[Extrait du texte]:

_ _ _ _

Ensuite, il adressera par lettre recommandée avec accusé de réception, une mise en demeure officielle d’avoir à régler sous trente jours les sommes dues. Il précisera qu’à défaut, une procédure de recouvrement pourra être mise en place à son encontre.
Si le copropriétaire n’a toujours pas réglé, une sommation de payer par Huissier de Justice peut éventuellement lui être adressée.
Enfin, avant toute action judiciaire, il peut être envisagé tous les modes de règlement amiables des différends (conciliation, médiation,…). Ceci étant particulièrement vrai lorsqu’il ne s’agit pas d’un « simple impayé » mais que celui-ci est lié à d’éventuelles contestations sur les travaux effectués par la copropriété ... La solution pourrait ainsi être plus globale et éviter un contentieux qui peut parfois s’avéré être lourd et long.
N.B. Un copropriétaire pourrait toujours solliciter des délais de paiement et par exemple un échelonnement de l’arriéré pourrait être mis en place.
En fonction du montant de l’arriéré, de l’urgence à recouvrer ces sommes, de l’état de la copropriété et des moyens à mettre en œuvre, le Syndic de copropriété décidera avec l’aide des professionnels du droit (Avocats, Huissiers de Justice) de l’action en Justice à mettre en place.
Si la créance en principal est inférieure à 10 000 €, le Tribunal d'Instance sera compétent ; pour une créance supérieure, ce sera le Tribunal de Grande Instance.
Une requête aux fins d’injonction de payer peut être déposée auprès du Greffe du Tribunal avec l’intégralité des pièces justifiant de la créance du Syndic.
Si le Juge estime la créance fondée, il rend une ordonnance d’injonction de payer qui sera signifiée au débiteur par Huissier de Justice. Le copropriétaire défaillant peut la contester en formant opposition par une déclaration au Greffe dans un délai d’un mois.
En cas d’opposition par le copropriétaire, le Greffe informe le Syndic et convoque les parties à une audience au fond. Un jugement sera alors rendu selon la procédure classique.
A défaut d’opposition, le Syndic sollicitera l’apposition de la formule exécutoire sur l’ordonnance et c’est cette décision qui permettra ensuite l’exécution forcée par Huissier de Justice le cas échéant.

_ _ _ _

[Données recueillies]:

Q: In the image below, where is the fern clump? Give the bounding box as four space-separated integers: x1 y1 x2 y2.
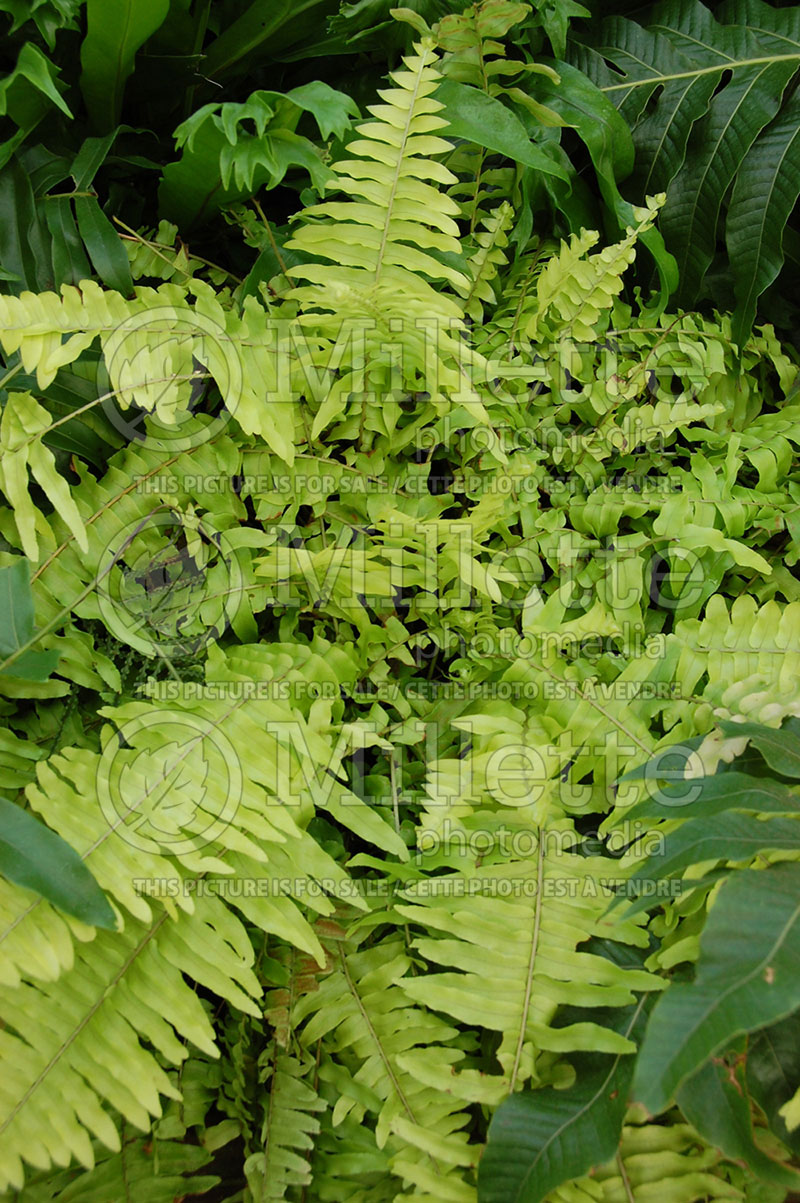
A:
0 0 800 1203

_ _ _ _

[Exercices à traiter]:
**A)** Énumérez toutes les démarches pour lesquelles l'extrait sur le recouvrement des impayés de copropriété fait intervenir un Huissier de Justice.
**B)** Dans l'extrait sur le recouvrement des impayés de copropriété, présentez sous forme de liste le paragraphe qui commence par « Si le Juge estime la créance fondée », en conservant ses informations principales.
**C)** Recopiez, dans l'extrait sur le recouvrement des impayés de copropriété, le passage allant de « En fonction du » jusqu'à « délai d’un mois. ».
Les lignes ne jouent aucun rôle dans ce travail.

[Corrigés complets]:
**A)**
- La sommation de payer adressée au copropriétaire qui n'a toujours pas réglé.
- Le choix de l'action en justice, que le Syndic décide avec l'aide des professionnels du droit (Avocats, Huissiers de Justice).
- La signification au débiteur de l'ordonnance d'injonction de payer.
- L'exécution forcée, le cas échéant, une fois la formule exécutoire apposée sur l'ordonnance.

**B)**
- Si le Juge estime la créance fondée, il rend une ordonnance d'injonction de payer.
- Un Huissier de Justice signifie cette ordonnance au débiteur.
- Le copropriétaire défaillant peut la contester en formant opposition.
- L'opposition se fait par une déclaration au Greffe, dans un délai d'un mois.

**C)**
En fonction du montant de l’arriéré, de l’urgence à recouvrer ces sommes, de l’état de la copropriété et des moyens à mettre en œuvre, le Syndic de copropriété décidera avec l’aide des professionnels du droit (Avocats, Huissiers de Justice) de l’action en Justice à mettre en place.
Si la créance en principal est inférieure à 10 000 €, le Tribunal d'Instance sera compétent ; pour une créance supérieure, ce sera le Tribunal de Grande Instance.
Une requête aux fins d’injonction de payer peut être déposée auprès du Greffe du Tribunal avec l’intégralité des pièces justifiant de la créance du Syndic.
Si le Juge estime la créance fondée, il rend une ordonnance d’injonction de payer qui sera signifiée au débiteur par Huissier de Justice. Le copropriétaire défaillant peut la contester en formant opposition par une déclaration au Greffe dans un délai d’un mois.